Research shows that reading with your children for 20 minutes a day, five days a week can make a significant impact on their literacy skills. Many of East Lake’s Spanish-speaking parents were relieved and surprised to learn that reading to their children in their native language is just as impactful as reading to them in English. They left each dinner with helpful tools and bilingual books to help boost their confidence and create good reading habits. Rebekah did an incredible job of creating a program that worked for the specific people that it served. Over 200 people attended a Books Over Dinner event, and her surveys showed a significant increase in the amount of time parents were spending reading with their children after the workshops.

See the results on our blog.


Roenesha Anderson

Roenesha believes that more positive interactions between at-risk youth and local authority figures can build trust on both sides of the relationship.

Roenesha (affectionately known as Roe) is passionate about bringing people together. We first met her through our Diversity and Inclusion Challenge, as part of the Wildcard Team, who wanted to create more social events in Chattanooga where people from different backgrounds could get to know each other. Since then, we have watched her grow into an impressive community leader.

Roe was born and raised in East Chattanooga. As a kid, she remembers seeing police officers keeping an eye on her neighborhood but noticed that the lack of interaction created a distrust between the police and the community. Alongside some negative experiences, Roe also had some positive experiences with a police officer that she knew, who helped her navigate the process of applying to college when no one else could. Now, as a mother to a 7-year-old son, Roe wanted to find a way to build trust and understanding between kids and authority figures. We asked, “How can more opportunities to play make Chattanooga a stronger city?” Roe applied and won with a grant to pilot her project, titled P.L.A.Y. (Police Leadership and Youth), which brings policemen, firemen, and youth together through sporting events to build understanding on both sides of the relationship. She has hosted two successful tournaments and is making great progress towards more consistent programming, and ongoing partnerships.

* [Prompt 1]
Answer these from the community projects passage:
(a) How many people attended a Books Over Dinner event?
(b) Where was Roe born and raised?
(c) What do the letters in P.L.A.Y. stand for?
* [Prompt 2]
Write the next paragraph of the community projects passage, picking up after its final sentence.
The listing that comes next has no connection to the community projects passage.

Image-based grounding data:
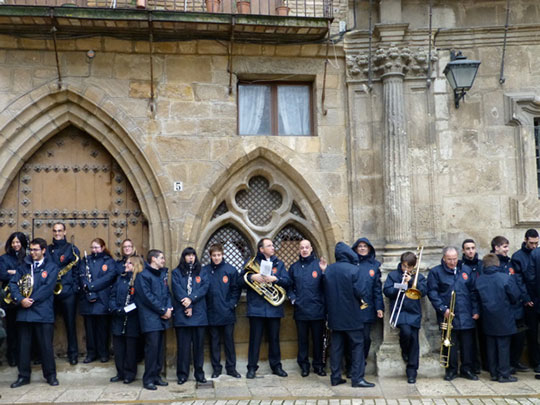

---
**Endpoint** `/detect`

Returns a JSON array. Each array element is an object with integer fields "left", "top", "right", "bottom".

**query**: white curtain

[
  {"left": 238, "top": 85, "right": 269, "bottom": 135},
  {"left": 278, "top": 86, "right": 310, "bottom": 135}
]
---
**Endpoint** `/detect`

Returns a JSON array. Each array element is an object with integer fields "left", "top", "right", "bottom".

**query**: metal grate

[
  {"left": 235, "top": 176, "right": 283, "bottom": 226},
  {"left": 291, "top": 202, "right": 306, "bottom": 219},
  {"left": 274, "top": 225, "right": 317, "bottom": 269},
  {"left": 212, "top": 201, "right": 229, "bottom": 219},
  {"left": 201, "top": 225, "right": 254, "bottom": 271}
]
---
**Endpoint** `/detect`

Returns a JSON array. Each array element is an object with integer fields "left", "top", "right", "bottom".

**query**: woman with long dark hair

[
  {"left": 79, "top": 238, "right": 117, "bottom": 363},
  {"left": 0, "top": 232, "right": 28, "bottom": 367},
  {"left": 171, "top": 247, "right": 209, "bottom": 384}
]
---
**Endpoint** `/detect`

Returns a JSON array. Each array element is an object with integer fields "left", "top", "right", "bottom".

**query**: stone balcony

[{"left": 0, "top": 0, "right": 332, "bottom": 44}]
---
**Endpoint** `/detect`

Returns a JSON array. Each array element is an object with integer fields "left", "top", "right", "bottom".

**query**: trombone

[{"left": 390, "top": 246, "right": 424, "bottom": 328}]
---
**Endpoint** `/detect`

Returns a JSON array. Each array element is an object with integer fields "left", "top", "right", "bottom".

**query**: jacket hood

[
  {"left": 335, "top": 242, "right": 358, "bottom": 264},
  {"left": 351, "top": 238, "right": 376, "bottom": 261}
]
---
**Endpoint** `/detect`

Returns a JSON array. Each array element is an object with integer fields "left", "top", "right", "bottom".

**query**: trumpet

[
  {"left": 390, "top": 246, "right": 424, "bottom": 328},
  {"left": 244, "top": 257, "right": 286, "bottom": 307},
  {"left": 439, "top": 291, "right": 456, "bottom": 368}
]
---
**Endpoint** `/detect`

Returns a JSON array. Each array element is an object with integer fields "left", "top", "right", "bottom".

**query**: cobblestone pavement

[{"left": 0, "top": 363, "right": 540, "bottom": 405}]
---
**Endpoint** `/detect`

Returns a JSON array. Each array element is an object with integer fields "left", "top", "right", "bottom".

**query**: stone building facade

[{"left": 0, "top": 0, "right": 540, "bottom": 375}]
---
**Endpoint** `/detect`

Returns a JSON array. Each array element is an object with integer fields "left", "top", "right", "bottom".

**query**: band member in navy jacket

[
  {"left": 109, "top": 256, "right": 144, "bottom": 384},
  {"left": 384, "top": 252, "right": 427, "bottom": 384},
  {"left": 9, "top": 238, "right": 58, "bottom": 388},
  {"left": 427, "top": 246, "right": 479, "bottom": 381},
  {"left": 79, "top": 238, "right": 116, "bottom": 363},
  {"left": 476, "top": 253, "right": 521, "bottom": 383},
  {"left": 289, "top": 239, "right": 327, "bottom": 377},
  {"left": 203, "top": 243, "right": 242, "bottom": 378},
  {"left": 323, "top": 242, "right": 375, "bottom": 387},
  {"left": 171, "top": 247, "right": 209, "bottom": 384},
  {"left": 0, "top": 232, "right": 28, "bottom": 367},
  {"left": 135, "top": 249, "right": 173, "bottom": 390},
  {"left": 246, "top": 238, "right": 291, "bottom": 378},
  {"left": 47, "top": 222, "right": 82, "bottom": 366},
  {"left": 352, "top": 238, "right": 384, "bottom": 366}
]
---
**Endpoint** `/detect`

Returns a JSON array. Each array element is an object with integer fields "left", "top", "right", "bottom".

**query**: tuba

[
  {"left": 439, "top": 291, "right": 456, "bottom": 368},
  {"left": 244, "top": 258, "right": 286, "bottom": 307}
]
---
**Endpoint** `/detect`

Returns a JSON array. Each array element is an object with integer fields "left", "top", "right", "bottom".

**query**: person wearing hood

* [Written response 1]
(a) Over 200 people.
(b) East Chattanooga.
(c) Police Leadership and Youth.

* [Written response 2]
Follow along with her project on Facebook


Theresa Nix


Theresa believes that families of children with Down syndrome can be a vital source of support for each other.

Theresa’s life was changed when her newborn son was diagnosed with Down syndrome. She remembers the overwhelming alienation and fear she felt, not only as a first-time mom, but the mom of a child with Down syndrome. She quickly realized that no book or website could make her feel as supported, informed, and understood as other moms who had been through the same experience.

She and her husband started Downside Up – an organization that acts as an extended family for families of children with Down syndrome. At Causeway, Theresa has knocked out two crowdfunding campaigns to raise money for her cause and won a Causeway Challenge grant. We asked, “How can more opportunities to play make Chattanooga a stronger city?” Theresa applied and won with her idea for Camp Wakawalu, the first family camp of its kind in Chattanooga that brings together children who have Down syndrome and their families for a weekend away. The camp allows families to take a break from day-to-day stresses, while building relationships with other families experiencing the same challenges. She hosted the first camp last summer with her Challenge grant, and that success led to a $5000 community grant from Ironman, allowing Downside Up to host the second annual Camp Wakawalu this year.

Learn more on their website


Voting closes at midnight on April 27th. The winner will be announced on April 28th through social media, and at SPARK, Causeway's annual celebration of Chattanooga's changemakers.